- **TASK DESCRIPTION**
Return every record verbatim.
** DATA TO USE follows **
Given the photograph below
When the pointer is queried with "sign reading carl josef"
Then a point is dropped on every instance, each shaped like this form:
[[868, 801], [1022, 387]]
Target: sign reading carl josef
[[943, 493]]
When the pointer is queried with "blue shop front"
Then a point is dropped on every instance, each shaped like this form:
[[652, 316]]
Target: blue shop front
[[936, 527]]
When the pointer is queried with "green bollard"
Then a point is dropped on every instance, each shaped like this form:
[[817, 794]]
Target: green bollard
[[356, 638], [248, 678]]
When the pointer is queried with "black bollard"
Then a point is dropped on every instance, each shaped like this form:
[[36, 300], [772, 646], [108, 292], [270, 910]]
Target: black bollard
** End of DATA TO USE **
- **TASK ANSWER**
Given the photograph below
When the pointer is queried with "sign reading carl josef"
Then a point is dropped on every instance, each shaped like this form:
[[868, 801], [1022, 387]]
Target: sign reading carl josef
[[943, 493]]
When the pointer is queried with "blue shop front"
Then a point is dropped on every instance, each shaped like this form:
[[652, 316]]
Target: blue shop front
[[936, 527]]
When the pointer is queried with "green bollard"
Then a point is dropped on every instance, each shaped like this form:
[[817, 794]]
Target: green bollard
[[356, 638], [248, 678]]
When the pointer is queried with "black bollard"
Then a point is dropped on every instance, each shaped like this form:
[[36, 300], [772, 646], [108, 292], [270, 910]]
Target: black bollard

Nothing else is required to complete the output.